[OSM-talk] Maintaining privacy as a casual mapper
Simon Poole
simon at poole.ch
Tue Nov 5 09:58:11 UTC 2019
The clause is mainly a consequence of the relevant GDPR rules and at the
time (not sure why we are having this discussion after the fact) we
spent a lot of time investigating what potential routes there could be
to working around this, but nobody came up with a workable solution.
SimonĀ
Am 05.11.2019 um 10:40 schrieb Maarten Deen:
> On 2019-11-05 10:12, Mateusz Konieczny wrote:
>> 4 Nov 2019, 12:53 by mdeen at xs4all.nl:
>>
>>> In any case, I see that the "You must be 13 years or older to use
>>> the Services." is still there.
>>>
>>> Really? Someone under 13 can not look at the OSM map? I'm sorry, but
>>> that is completely laughable. And not enforcable at all.
>>
>> It is probably necessary for legal reasons, such requirement is
>> typical in TOUs.
>>
>> Mostly result of COPPA[1] and similar laws. Extreme requirements on
>> providing
>> service to children younger than 13 makes it is easier to ban all
>> children younger than 13
>> from service than comply with them.

Tasks and exercises ::
[1] According to the OSM-talk message, what does Simon Poole say the clause is mainly a consequence of?
[2] Reproduce the OSM-talk message verbatim, starting at "[OSM-talk] Maintaining privacy" and ending at "a workable solution.".
The rows come from a separate, unrelated source.

Data rows ::

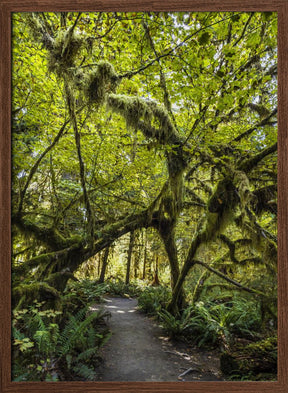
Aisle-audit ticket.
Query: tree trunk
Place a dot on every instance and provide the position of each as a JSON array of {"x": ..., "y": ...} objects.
[
  {"x": 104, "y": 265},
  {"x": 129, "y": 257},
  {"x": 145, "y": 257}
]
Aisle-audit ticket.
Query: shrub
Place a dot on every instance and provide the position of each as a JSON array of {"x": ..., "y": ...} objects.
[
  {"x": 50, "y": 348},
  {"x": 154, "y": 299}
]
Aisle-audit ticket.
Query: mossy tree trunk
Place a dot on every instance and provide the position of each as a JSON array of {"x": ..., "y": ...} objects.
[
  {"x": 104, "y": 265},
  {"x": 129, "y": 257}
]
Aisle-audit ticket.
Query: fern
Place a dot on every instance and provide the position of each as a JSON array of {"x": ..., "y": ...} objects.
[{"x": 85, "y": 372}]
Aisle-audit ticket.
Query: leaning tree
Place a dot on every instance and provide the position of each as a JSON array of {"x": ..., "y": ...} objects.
[{"x": 123, "y": 121}]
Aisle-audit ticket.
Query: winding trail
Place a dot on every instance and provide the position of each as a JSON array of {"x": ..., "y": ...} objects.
[{"x": 139, "y": 350}]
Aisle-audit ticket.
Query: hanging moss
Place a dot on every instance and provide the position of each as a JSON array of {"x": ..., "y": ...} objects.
[
  {"x": 99, "y": 82},
  {"x": 63, "y": 53},
  {"x": 242, "y": 185},
  {"x": 132, "y": 109},
  {"x": 59, "y": 279}
]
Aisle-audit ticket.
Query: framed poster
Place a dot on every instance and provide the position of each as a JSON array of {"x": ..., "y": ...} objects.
[{"x": 164, "y": 123}]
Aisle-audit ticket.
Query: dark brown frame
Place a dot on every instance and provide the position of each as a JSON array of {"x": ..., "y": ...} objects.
[{"x": 9, "y": 6}]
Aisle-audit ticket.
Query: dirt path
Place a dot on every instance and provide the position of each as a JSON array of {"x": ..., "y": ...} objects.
[{"x": 139, "y": 351}]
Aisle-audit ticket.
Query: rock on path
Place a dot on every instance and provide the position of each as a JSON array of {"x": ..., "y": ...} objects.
[{"x": 139, "y": 351}]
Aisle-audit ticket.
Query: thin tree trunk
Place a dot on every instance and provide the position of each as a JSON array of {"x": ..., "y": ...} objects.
[
  {"x": 104, "y": 265},
  {"x": 129, "y": 257},
  {"x": 145, "y": 257}
]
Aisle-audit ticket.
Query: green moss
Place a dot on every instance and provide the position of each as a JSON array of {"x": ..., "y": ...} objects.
[
  {"x": 99, "y": 82},
  {"x": 27, "y": 293},
  {"x": 65, "y": 48},
  {"x": 132, "y": 109}
]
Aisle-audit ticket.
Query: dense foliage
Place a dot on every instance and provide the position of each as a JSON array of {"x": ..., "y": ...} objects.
[{"x": 144, "y": 146}]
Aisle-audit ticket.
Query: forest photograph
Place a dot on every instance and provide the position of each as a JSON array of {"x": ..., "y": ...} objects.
[{"x": 144, "y": 196}]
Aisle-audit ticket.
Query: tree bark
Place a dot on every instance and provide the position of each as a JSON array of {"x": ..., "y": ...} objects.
[
  {"x": 129, "y": 257},
  {"x": 104, "y": 265}
]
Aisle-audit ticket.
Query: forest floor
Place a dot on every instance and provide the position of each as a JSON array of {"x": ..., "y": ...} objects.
[{"x": 139, "y": 350}]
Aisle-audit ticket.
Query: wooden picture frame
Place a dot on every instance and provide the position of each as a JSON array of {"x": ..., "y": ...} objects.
[{"x": 9, "y": 6}]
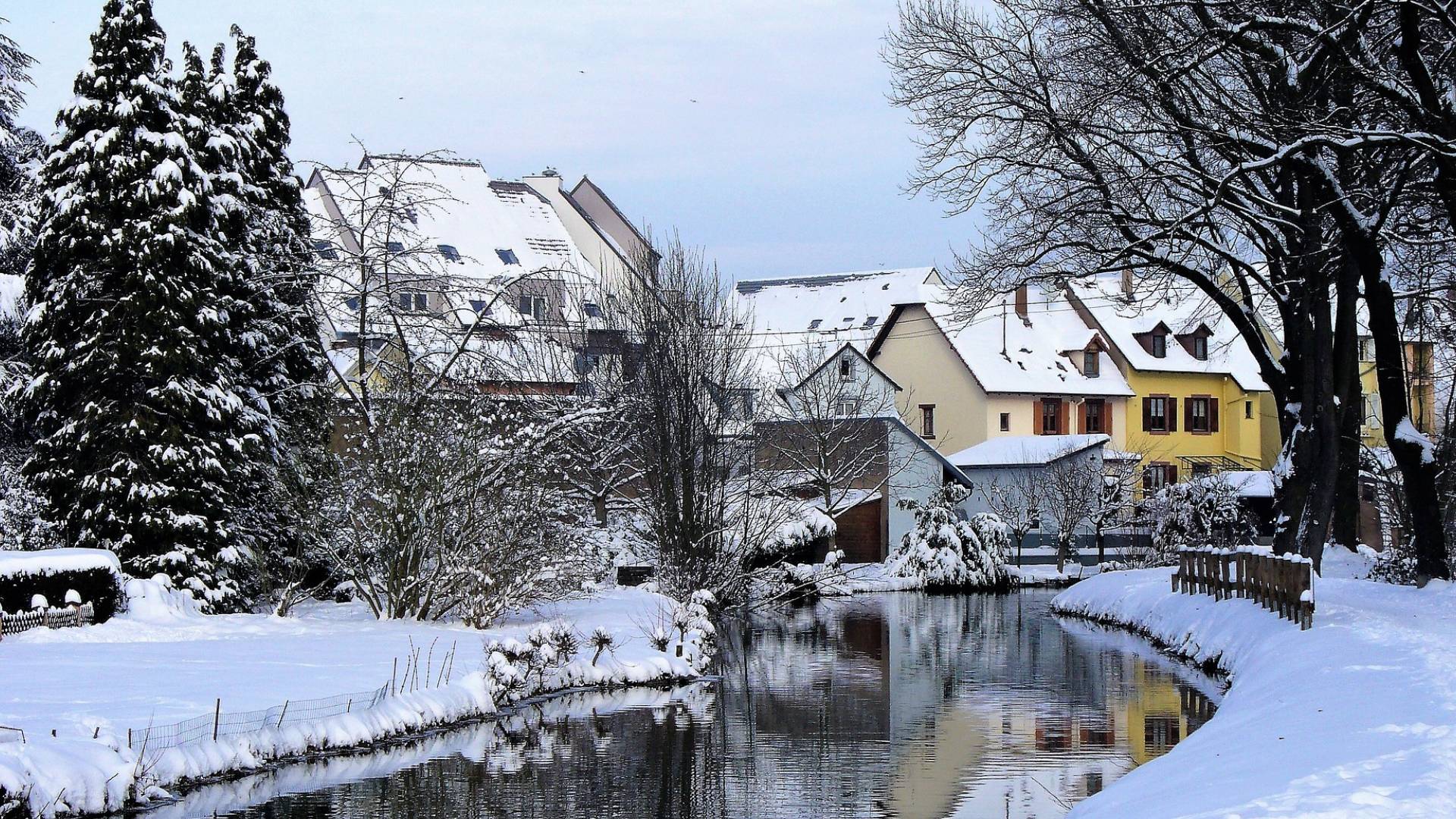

Solutions to the exercise ::
[1] The relevant GDPR rules.

[2]
[OSM-talk] Maintaining privacy as a casual mapper
Simon Poole
simon at poole.ch
Tue Nov 5 09:58:11 UTC 2019
The clause is mainly a consequence of the relevant GDPR rules and at the
time (not sure why we are having this discussion after the fact) we
spent a lot of time investigating what potential routes there could be
to working around this, but nobody came up with a workable solution.